▸ Material supplied

-=-=-=-=-

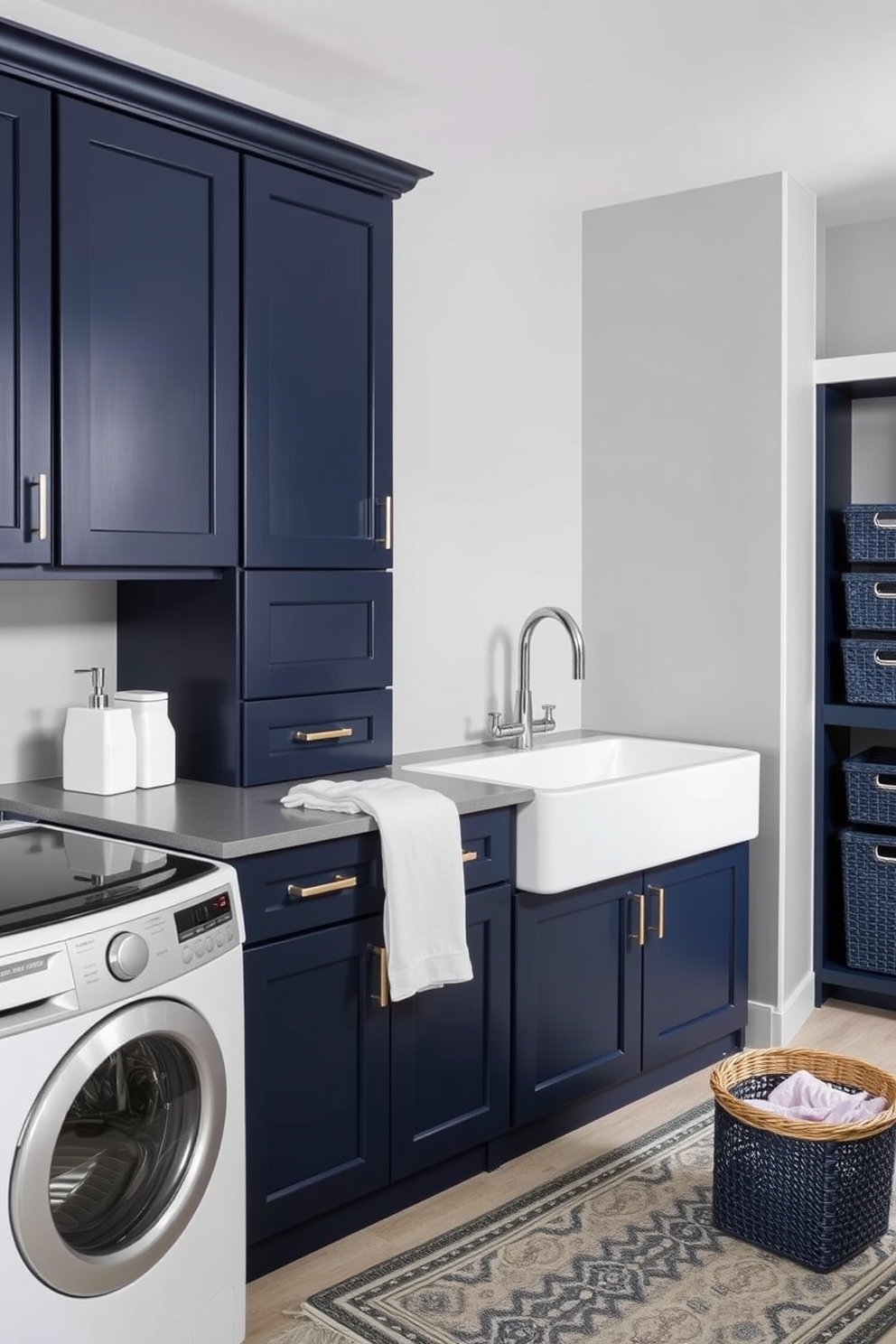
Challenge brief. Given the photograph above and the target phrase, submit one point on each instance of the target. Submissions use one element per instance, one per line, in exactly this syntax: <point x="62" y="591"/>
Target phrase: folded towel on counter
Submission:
<point x="801" y="1096"/>
<point x="425" y="916"/>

-=-=-=-=-

▸ Stated problem
Each entry shown above must be quoted exactly, with its pictures left out.

▸ Solution for this exercise
Challenge brief. Given the photograph above and the target phrase, submit one point on each instance of the target. Submissions use one element per instance, one per line, in exactly this syntax: <point x="62" y="591"/>
Target phrase: folded towel on counter
Submission:
<point x="801" y="1096"/>
<point x="425" y="916"/>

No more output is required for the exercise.